Contour labeling items:
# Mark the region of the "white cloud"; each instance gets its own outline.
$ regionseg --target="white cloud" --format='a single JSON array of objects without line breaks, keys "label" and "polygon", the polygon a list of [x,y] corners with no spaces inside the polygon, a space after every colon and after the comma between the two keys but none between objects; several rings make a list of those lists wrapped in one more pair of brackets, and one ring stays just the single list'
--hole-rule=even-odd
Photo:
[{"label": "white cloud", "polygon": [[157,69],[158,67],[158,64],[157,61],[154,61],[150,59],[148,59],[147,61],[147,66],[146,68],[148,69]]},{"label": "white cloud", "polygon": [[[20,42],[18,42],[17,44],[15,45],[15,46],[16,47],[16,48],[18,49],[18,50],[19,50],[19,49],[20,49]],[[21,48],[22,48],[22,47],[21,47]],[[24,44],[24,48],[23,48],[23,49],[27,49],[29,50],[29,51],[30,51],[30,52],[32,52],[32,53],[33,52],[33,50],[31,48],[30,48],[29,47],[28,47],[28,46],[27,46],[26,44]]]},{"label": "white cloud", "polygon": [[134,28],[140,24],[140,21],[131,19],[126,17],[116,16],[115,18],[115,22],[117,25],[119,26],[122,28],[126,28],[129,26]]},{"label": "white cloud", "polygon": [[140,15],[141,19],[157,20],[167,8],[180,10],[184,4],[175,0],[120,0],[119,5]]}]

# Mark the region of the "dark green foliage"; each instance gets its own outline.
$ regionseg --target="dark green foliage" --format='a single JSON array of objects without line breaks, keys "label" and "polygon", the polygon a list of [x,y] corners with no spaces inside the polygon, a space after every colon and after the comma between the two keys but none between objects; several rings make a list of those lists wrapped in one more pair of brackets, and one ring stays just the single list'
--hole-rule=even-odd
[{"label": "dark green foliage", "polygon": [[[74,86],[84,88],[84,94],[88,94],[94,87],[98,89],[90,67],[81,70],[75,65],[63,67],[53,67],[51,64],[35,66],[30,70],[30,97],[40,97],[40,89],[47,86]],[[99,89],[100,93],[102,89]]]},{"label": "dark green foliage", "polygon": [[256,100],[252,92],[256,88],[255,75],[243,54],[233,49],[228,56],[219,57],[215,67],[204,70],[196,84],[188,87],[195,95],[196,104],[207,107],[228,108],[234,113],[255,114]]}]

_INSTRUCTIONS TO FOLLOW_: Express all of the material above as a JSON list of strings, one string per line, with blank lines omitted.

_OUTPUT FOR THIS TASK_:
[
  "# Mark the region of the \"white cloud\"; each instance gets its own outline.",
  "$ regionseg --target=\"white cloud\" --format='a single JSON array of objects without line breaks, keys \"label\" and \"polygon\", the polygon a list of [x,y] corners with no spaces inside the polygon, a space after every colon and after the comma between the two keys but none between objects; several rings make a list of those lists wrapped in one more pair of brackets, and one ring stays just the single list'",
  "--hole-rule=even-odd",
  "Photo:",
  "[{\"label\": \"white cloud\", \"polygon\": [[157,69],[158,67],[158,64],[157,61],[154,61],[150,59],[148,59],[147,61],[147,66],[146,68],[148,69]]},{\"label\": \"white cloud\", \"polygon\": [[[20,42],[18,42],[17,44],[15,45],[15,46],[16,47],[16,48],[18,49],[18,50],[19,50],[19,49],[20,49]],[[21,48],[22,48],[22,47],[21,47]],[[24,44],[24,48],[23,48],[23,49],[27,49],[29,50],[29,51],[30,51],[30,52],[32,52],[32,53],[33,52],[33,50],[31,48],[30,48],[29,47],[28,47],[28,46],[27,46],[26,44]]]},{\"label\": \"white cloud\", \"polygon\": [[134,28],[140,24],[140,21],[131,19],[126,17],[116,16],[115,18],[115,22],[117,25],[119,26],[122,28],[126,28],[129,26]]},{\"label\": \"white cloud\", \"polygon\": [[140,15],[141,19],[157,20],[167,8],[180,10],[184,4],[175,0],[120,0],[119,5]]}]",
  "# Mark the region of the \"dark green foliage\"; each instance gets its own outline.",
  "$ regionseg --target=\"dark green foliage\" --format='a single JSON array of objects without line breaks, keys \"label\" and \"polygon\", the polygon a list of [x,y] corners with no spaces inside the polygon, a space after every colon and after the comma between the two keys but none between objects; several rings make a list of those lists wrapped in one more pair of brackets, and one ring stays just the single list'",
  "--hole-rule=even-odd",
  "[{\"label\": \"dark green foliage\", \"polygon\": [[[74,86],[84,88],[84,94],[88,94],[94,87],[98,89],[90,67],[81,70],[75,65],[63,67],[53,67],[51,64],[35,66],[30,70],[30,97],[40,97],[40,89],[47,86]],[[99,89],[100,93],[102,89]]]},{\"label\": \"dark green foliage\", \"polygon\": [[256,100],[252,92],[256,88],[255,75],[243,54],[233,49],[228,56],[219,57],[215,67],[204,70],[196,84],[188,87],[195,95],[196,104],[207,107],[228,108],[234,113],[255,114]]}]"
]